**Source document**
——
A couple weeks after my last post, Jing, Lily, and I spent a night in Shanghai for independent travel. We booked our own plane tickets and hotel; it was very independent. Shanghai is not what I remembered it being like when I lived there 11 years ago. I mean, I WAS only five years old, but I don't remember it feeling like living in a New York City/San Francisco-fusion type of place. I hate to admit it, but the trip wasn't very "cultured". We had planned on getting a genuine Chinese dinner, but Sky High, an '05 classic, was on HBO, so we ordered room service. There's not much about the city that reminded me of China, besides the cab drivers. Honestly, the cab drivers all over this country are the same. They audibly and irritatedly sigh when there's traffic, and they get annoyed when you play your own music with your portable speaker. So rude, right? I digress.
There was many things about that trip that made it really memorable, despite it being only one night. I got to revisit one of the cities I lived in during my childhood, not to mention one of the most "happening" cities in the world. I had the best sushi I've ever had in my life, courtesy of Jing's dad's friend, who lives in the city. But I think the coolest part was the independent aspect of it. The three of us explored the city on our own, without the help nor guidance of adults. Not only did we make it out alive, we had an amazing time. The only complaint I had about it was that the entire trip costed nearly a total of $400, but I think it's my own fault that i spent $200 of that on a "genuine fake" Prada and a Louis Vuitton purse for my mom and myself. The process of buying these purses felt similar to that of a drug deal. Lily kept in contact with her tour guide from when she had visited Shanghai with her parents, and the tour guide referred us to a purse guy. He rode his scooter to our hotel, the Renaissance Yu Gardens, and rode next to our cab to his stash. The stash was located in the very back of a restaurant, in a shed. Originally he had wanted $510 dollars for one purse, but after 45 minutes or so, me and lily made a deal with him, buying a Chanel clutch and the two purses for $300 total. The purses are so cute, and they are pretty spot on, as they are factory rejects because of an erroneous stitch. I'm telling you, it was worth it. In summation, it was a great time, filled with lots of walking and window shopping and some actual shopping, but I don't think Shanghai beats Beijing. There's just something about Beijing's polluted, crowded, dusty, busy atmosphere that I find totally charming.
Jackson and I decided to end things. The distance was too much of a challenge for us, and we decided it was better if we continued on in our lives, focusing on our own futures rather than each other's. We are still good friends, and we will be for a long time.
——
Write the next part of the blog post about the Shanghai trip, picking up after its final sentence.

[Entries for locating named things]
——
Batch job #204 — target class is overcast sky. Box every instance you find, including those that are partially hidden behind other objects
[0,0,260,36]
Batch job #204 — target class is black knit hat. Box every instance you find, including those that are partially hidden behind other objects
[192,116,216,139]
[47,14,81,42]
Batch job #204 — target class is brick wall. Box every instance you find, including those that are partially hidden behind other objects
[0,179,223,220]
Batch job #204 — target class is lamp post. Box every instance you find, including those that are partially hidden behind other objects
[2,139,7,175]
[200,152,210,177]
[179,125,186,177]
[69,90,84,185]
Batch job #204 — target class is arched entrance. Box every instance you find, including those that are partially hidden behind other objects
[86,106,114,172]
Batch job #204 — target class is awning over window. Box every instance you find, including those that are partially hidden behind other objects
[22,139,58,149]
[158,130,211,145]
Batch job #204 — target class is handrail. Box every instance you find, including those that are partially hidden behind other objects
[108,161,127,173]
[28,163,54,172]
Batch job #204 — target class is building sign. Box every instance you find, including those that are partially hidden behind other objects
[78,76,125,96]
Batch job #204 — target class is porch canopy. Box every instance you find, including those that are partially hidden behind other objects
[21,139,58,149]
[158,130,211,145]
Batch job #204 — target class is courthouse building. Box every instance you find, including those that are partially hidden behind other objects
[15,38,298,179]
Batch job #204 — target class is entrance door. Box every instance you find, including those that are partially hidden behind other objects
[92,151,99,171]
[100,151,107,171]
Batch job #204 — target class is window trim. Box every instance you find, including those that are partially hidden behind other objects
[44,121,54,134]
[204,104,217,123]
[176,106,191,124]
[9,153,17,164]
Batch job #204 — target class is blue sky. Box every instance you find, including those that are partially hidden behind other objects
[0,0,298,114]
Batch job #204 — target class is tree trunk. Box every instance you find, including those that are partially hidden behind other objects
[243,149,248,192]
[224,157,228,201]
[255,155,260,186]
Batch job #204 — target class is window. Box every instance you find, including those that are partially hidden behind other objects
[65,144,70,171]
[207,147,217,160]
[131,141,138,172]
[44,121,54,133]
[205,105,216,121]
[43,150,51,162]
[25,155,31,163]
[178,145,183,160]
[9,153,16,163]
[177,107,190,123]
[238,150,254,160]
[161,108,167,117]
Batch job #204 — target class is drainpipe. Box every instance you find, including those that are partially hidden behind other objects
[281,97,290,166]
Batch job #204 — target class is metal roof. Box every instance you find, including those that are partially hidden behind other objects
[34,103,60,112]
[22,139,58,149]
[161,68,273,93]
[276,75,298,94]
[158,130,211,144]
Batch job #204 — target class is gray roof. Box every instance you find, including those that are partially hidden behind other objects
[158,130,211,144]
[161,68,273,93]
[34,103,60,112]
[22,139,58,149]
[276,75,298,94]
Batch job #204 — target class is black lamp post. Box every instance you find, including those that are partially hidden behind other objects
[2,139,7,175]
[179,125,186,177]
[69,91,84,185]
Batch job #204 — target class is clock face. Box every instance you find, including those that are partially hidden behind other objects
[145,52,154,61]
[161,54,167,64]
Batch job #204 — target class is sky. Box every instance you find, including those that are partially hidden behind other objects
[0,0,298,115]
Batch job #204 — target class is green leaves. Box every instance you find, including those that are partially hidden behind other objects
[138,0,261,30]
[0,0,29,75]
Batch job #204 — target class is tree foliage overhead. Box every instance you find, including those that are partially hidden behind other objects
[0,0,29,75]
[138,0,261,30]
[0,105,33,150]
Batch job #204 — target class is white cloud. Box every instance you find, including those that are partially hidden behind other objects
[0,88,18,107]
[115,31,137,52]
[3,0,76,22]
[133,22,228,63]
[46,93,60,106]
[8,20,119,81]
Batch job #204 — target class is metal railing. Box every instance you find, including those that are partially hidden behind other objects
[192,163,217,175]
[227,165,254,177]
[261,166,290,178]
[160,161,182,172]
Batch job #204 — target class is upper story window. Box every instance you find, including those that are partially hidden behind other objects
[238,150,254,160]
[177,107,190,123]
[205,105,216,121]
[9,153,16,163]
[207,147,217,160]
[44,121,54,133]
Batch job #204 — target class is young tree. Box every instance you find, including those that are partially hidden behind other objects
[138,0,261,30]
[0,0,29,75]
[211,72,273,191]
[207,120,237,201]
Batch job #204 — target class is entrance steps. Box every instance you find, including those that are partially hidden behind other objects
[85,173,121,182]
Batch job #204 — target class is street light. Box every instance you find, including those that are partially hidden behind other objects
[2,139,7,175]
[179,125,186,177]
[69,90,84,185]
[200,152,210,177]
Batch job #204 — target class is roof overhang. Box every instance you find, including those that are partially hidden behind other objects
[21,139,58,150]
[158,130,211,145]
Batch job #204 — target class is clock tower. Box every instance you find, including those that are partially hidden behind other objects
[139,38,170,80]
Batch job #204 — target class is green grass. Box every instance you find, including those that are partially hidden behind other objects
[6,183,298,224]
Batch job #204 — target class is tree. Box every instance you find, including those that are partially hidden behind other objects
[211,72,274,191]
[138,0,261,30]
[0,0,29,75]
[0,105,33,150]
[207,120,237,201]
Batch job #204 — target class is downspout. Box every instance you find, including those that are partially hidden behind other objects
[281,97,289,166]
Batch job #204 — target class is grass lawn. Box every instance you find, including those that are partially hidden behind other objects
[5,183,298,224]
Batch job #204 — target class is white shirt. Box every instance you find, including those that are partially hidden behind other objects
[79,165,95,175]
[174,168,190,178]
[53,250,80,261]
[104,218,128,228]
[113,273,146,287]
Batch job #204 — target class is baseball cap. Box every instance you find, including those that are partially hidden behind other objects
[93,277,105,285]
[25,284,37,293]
——
**Answer to the problem**
I know in my previous blog posts I've discussed an interest in living here when I'm older, but right now I'm at the point where I DO NOT want to go home. I don't think I can properly enjoy life in the suburbs, in a place where I've never met anyone, after I've lived in one of the biggest cities in the world with nearly all the freedom to explore, meet new people, and take pictures (by the way, I have been taking pictures. I just need to find it in me to upload them so you people can stop demanding me to do so.) that I could ask for. I even asked my dad if he would let me stay another year, letting me attend one of the international schools. My super mean, rude, unfair dad said that no, all because he and the family wanted me to stay home for one more year before I leave for college. I hate my life! Just kidding, again. I'm looking forward to enter into western civilization once again, starting a new school once again, and making new friends, once again, but I'm not looking forward to reverse culture shock.
Not a ton happened after the two weeks of independent travel. At least I don't think a lot happened; it's been a couple months. There was one day where I riding the bus home from the gym and was scouted to be an actress by an old woman wearing a lot of makeup, but I so far haven't heard back from her. I'm counting on her for my big break. Other than that, third quarter ended peacefully and Chinese New Year break commenced on February 18th.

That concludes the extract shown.